== Entries supplied

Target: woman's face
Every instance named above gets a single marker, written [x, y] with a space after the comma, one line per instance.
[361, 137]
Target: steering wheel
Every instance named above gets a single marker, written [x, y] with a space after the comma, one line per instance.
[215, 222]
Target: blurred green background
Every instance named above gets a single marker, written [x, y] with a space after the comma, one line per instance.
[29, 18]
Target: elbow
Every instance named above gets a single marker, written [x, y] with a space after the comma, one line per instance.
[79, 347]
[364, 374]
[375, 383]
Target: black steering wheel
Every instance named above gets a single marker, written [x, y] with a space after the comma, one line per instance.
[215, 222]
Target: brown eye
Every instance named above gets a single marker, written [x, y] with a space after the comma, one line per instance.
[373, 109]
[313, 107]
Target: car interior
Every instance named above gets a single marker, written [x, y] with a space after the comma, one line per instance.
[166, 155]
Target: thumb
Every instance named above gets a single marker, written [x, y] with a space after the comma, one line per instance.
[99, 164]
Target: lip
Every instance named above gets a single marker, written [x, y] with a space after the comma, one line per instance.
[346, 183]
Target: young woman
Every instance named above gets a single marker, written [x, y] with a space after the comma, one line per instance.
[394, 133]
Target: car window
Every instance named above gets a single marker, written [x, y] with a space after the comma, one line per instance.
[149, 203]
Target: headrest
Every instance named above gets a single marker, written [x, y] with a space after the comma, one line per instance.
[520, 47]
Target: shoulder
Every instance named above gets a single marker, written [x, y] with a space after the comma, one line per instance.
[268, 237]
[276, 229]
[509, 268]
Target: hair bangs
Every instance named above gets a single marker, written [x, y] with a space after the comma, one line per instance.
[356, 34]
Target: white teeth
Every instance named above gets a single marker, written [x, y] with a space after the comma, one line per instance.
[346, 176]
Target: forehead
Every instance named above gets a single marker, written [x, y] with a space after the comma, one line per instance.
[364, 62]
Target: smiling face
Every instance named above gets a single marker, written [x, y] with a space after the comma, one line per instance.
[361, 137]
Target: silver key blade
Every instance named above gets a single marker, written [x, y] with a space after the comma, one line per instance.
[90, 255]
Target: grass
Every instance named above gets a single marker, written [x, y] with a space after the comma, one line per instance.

====

▶ **Written task**: Repeat every one of the lines above word for word, without any alteration.

▶ **Full answer**:
Target: woman's face
Every instance named above gets a single marker, written [x, y] with a space after the comma, one line per instance.
[361, 137]
Target: steering wheel
Every instance named above gets a single marker, written [x, y] with a space after the comma, one line per instance.
[215, 222]
Target: blurred green background
Every instance named above gets a single marker, written [x, y] with a space after the comma, one line per instance.
[29, 18]
Target: elbow
Every instance named above gets a single marker, written [x, y] with a space after the comma, one line per instance.
[79, 347]
[364, 374]
[375, 383]
Target: black steering wheel
Every instance named above gets a single marker, written [x, y] with a space after the comma, one line per instance.
[215, 222]
Target: brown eye
Every instance named above gets a single marker, written [x, y] with a space after the comma, one line per instance.
[373, 109]
[313, 107]
Target: car interior
Every instance named above gets a single marker, written [x, y] with a space after the comma, one line per instance.
[166, 155]
Target: thumb
Every instance named above gets a single marker, written [x, y] with a space after the comma, one line per instance.
[99, 164]
Target: lip
Every instance named above gets a single marker, written [x, y] with a space after the comma, one line per instance.
[346, 183]
Target: young woman
Every instance named above gets a single marker, written [x, y] with a space after the comma, one line per instance.
[394, 133]
Target: car window
Every instance named above gets a single marker, written [x, y] with a space after the comma, one line per instance.
[149, 203]
Target: headrest
Every instance named above gets a single marker, written [x, y] with a space after the comma, one line per instance.
[520, 47]
Target: shoulder
Every instance named above gets a single marker, written [x, y] with a space after the comma, one line per instance.
[268, 237]
[276, 229]
[509, 268]
Target: hair bangs
Every instance named above gets a single marker, written [x, y] with a space after the comma, one line per instance.
[356, 34]
Target: white teeth
Every instance named above gets a single marker, written [x, y] with a space after the comma, one line per instance.
[346, 176]
Target: forehead
Every instance named above gets a single marker, written [x, y] with a space after the comma, one line per instance.
[364, 62]
Target: smiling face
Every instance named above gets a single marker, written [x, y] with a space after the comma, one line per instance.
[361, 137]
Target: silver key blade
Every instance named above gets a single marker, written [x, y] with a space after the comma, one line per instance.
[90, 255]
Target: grass
Every instance named above gets a single marker, written [x, y] with a space after the comma, one line per instance.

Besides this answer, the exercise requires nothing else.